── Data section ──
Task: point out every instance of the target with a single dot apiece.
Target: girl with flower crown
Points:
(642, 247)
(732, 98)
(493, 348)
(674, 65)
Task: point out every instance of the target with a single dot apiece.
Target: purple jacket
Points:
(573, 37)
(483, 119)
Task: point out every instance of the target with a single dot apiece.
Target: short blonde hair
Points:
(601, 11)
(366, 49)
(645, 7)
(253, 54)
───
── Data section ──
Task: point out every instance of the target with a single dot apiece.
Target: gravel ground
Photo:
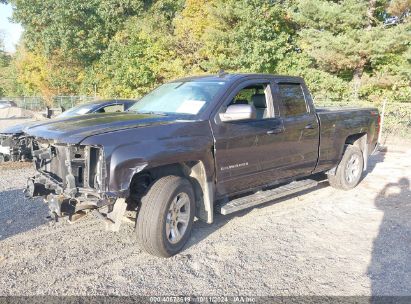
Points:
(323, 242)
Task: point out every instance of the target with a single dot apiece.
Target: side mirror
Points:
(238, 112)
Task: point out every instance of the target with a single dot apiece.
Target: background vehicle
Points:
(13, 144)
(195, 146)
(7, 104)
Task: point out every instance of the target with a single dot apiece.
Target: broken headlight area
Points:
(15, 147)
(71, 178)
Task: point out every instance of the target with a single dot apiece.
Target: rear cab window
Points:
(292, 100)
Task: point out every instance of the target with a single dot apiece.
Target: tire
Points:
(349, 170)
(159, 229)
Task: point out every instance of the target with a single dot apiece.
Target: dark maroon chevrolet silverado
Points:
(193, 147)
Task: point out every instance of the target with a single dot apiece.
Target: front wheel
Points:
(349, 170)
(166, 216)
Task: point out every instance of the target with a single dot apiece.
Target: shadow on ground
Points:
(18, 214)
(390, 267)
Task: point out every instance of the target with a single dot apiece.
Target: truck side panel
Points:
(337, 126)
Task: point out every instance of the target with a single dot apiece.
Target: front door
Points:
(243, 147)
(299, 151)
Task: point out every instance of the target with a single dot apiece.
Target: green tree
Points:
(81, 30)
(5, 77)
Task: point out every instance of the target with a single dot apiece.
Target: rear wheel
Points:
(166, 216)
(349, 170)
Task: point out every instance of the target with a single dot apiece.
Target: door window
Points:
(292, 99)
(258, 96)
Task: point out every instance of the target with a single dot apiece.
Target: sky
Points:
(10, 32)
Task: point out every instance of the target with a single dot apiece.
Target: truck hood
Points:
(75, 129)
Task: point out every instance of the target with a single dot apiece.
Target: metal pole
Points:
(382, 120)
───
── Data section ──
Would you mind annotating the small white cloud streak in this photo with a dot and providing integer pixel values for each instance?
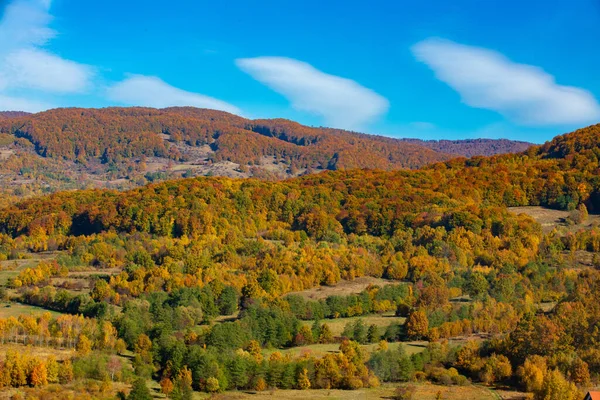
───
## Task statement
Go through the data and gather every line that holds "door".

## Expected output
Target: front door
Target: door window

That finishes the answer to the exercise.